*Set problem*: Give every line below as a numbered list, skipping blank lines and leaving the pictures out.

Records excerpted from a collection
---*---
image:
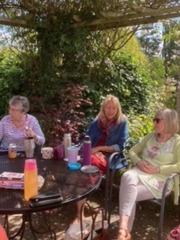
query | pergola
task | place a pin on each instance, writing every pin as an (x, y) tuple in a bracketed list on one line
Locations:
[(95, 14)]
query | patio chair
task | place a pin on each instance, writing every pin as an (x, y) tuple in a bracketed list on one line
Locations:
[(162, 202), (116, 162)]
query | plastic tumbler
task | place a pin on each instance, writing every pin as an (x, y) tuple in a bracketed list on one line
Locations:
[(29, 146), (72, 153)]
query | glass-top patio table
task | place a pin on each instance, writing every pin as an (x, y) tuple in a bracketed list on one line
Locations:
[(71, 185)]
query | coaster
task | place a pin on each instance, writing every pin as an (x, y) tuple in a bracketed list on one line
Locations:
[(89, 169), (74, 166)]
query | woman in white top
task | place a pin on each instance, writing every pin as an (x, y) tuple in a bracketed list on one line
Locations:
[(154, 158), (18, 125)]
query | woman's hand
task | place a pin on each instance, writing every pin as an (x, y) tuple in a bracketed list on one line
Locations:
[(97, 149), (30, 133), (147, 167)]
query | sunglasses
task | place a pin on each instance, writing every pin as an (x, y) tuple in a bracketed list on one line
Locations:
[(157, 120)]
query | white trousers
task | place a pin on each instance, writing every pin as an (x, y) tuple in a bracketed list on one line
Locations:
[(131, 191)]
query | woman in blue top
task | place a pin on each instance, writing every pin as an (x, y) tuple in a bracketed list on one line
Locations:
[(108, 132)]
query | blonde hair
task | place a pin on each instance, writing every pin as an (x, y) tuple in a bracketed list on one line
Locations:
[(119, 115), (171, 120)]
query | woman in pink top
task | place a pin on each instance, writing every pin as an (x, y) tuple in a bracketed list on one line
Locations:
[(18, 125)]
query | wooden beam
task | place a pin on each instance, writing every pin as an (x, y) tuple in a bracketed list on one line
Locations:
[(106, 21)]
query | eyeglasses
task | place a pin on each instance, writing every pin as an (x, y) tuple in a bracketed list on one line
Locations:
[(14, 110), (157, 120)]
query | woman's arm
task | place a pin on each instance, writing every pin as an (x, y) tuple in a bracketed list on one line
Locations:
[(136, 150)]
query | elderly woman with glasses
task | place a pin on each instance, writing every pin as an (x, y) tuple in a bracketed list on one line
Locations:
[(154, 158), (18, 125)]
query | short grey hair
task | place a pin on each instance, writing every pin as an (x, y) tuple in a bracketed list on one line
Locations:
[(20, 101)]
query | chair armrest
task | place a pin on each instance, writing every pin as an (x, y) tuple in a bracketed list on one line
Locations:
[(117, 162), (168, 180)]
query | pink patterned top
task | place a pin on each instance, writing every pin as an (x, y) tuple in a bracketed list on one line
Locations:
[(9, 133)]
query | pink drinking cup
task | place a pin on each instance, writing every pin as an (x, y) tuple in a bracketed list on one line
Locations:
[(72, 153)]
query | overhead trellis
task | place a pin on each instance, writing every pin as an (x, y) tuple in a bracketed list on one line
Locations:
[(94, 14)]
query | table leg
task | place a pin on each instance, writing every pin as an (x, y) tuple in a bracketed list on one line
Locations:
---*---
*Result of this task*:
1. image:
2. query | pergola
3. task | place a pin on each instance, writing every pin as an (x, y) tuple in a bracketed list on one line
4. Locations:
5. [(95, 14)]
6. query | patio chair
7. task | place a pin on each instance, writing every pin as an (x, y) tuple in a bracketed list on one line
8. Locations:
9. [(162, 202), (116, 162)]
10. query | plastic tumbler
11. task | place a pin on each instance, writing every pin as an (x, y) tuple in a bracketed list on one line
12. Locations:
13. [(29, 146), (72, 153)]
14. query | glass-top patio table
15. task | place a pin on each instance, writing every pin as an (x, y) tuple in a bracketed list on one line
16. Locations:
17. [(71, 185)]
18. query | coaster
19. task | place a pin on each instance, writing every pin as an (x, y) tuple in a bracketed list on one line
20. Locations:
21. [(89, 169), (74, 166)]
22. query | woman in white top
23. task | place a pin on each instance, writing every pin as an (x, y) tuple in a bracketed list on one line
24. Locations:
25. [(154, 158), (18, 125)]
26. query | woman's hand
27. task | place a pin on each instance, writing every pin as an (x, y) tuple in a bracketed list on one line
28. Locations:
29. [(97, 149), (30, 133), (147, 167)]
30. query | sunglasses
31. task | place a pin on each instance, writing every pin as an (x, y) tuple in a bracketed list on one line
32. Locations:
33. [(157, 120)]
34. query | white trousers
35. task | place a pin on each instance, writing every pin as an (x, y) tuple in a bracketed list on one line
36. Locations:
37. [(131, 191)]
38. query | woman in blue top
39. task | place a pin on each instance, writing every pin as an (x, y) tuple in a bracketed list on one line
40. Locations:
41. [(108, 132)]
42. query | blonde hair
43. task | place a pin on each instance, writing every pin as an (x, y) tuple in a bracketed list on one line
44. Locations:
45. [(119, 115), (171, 120)]
46. query | woman in pink top
47. task | place a pin on each instance, writing every pin as an (x, y) tuple in a bracketed list on one line
48. Locations:
49. [(18, 125)]
50. query | wooden beam
51. task | place a pin on each instance, writing every pin as an (x, y) tuple in a bracketed list on one line
52. Locations:
53. [(106, 21)]
54. query | eyeglasses
55. task | place a pin on each instance, writing every pin as an (x, y) tuple in a bracketed list on one line
56. Locations:
57. [(14, 110), (157, 120)]
58. query | woman's arm
59. task | place a pin on each instance, writing every pin as an (x, y) tuple in a bracketed list on one line
60. Locations:
61. [(136, 150)]
62. query | elderly woman with glasses
63. task | place a pin on each instance, writing every pin as an (x, y) tuple in a bracketed list on one line
64. Locations:
65. [(154, 158), (18, 125)]
66. query | short grey hair
67. task | place a pin on each instance, writing every pin as an (x, y) tuple in a bracketed list on one line
68. Locations:
69. [(20, 101)]
70. query | chair armrest
71. task | place a pin on each instance, writing every pin as an (x, y) tuple in a bracketed list on one line
72. Locations:
73. [(117, 162), (168, 180)]
74. query | pink patterned top
75. task | place a pin on each instance, writing every pin as an (x, y) tuple in a bracketed list on one line
76. Locations:
77. [(9, 133)]
78. query | pink drinking cup
79. task | place a pin on each instance, writing every pin as an (x, y) tuple in a bracketed list on one line
80. Locations:
81. [(72, 153)]
82. query | overhead trellis
83. task | place a pin on each instance, writing every pin as an (x, y) tuple in a bracketed list on one line
84. Locations:
85. [(94, 14)]
86. query | table leg
87. task | place a pin on each instance, writing every pin as an (x, y) tuple in a bracketed list on one line
88. Locations:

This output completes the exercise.